Instruction> Put every line of the listing below into a JSON list of strings, one string per line, with blank lines left out. Leave the pictures out of the answer.

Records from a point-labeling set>

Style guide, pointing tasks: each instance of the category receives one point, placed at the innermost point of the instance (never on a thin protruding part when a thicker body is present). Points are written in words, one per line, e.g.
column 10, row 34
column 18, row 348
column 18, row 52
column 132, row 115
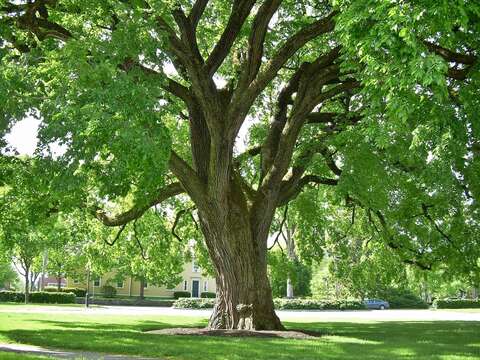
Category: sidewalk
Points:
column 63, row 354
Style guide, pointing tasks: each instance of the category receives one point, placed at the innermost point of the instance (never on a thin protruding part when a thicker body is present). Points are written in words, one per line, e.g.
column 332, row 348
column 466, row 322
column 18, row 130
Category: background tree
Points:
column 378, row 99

Solution below>
[
  "Style guide, pointing tasks: each instance of the category receives one point, placed at the innermost point of the instance (never on a thin protruding part when a thicker body is present). Points are written in words, one per line, e.g.",
  "column 10, row 34",
  "column 18, row 348",
  "column 18, row 52",
  "column 132, row 115",
  "Category: sidewalk",
  "Points:",
  "column 63, row 354",
  "Style guide, pointing tasks: each instance of the category receives one point, placed at the innermost point of the instance (never on a thin protruding part when a thicker body is present). Points are written in words, one per line, e.g.",
  "column 332, row 348",
  "column 466, row 322",
  "column 18, row 130",
  "Category: background tree",
  "Points:",
  "column 378, row 99"
]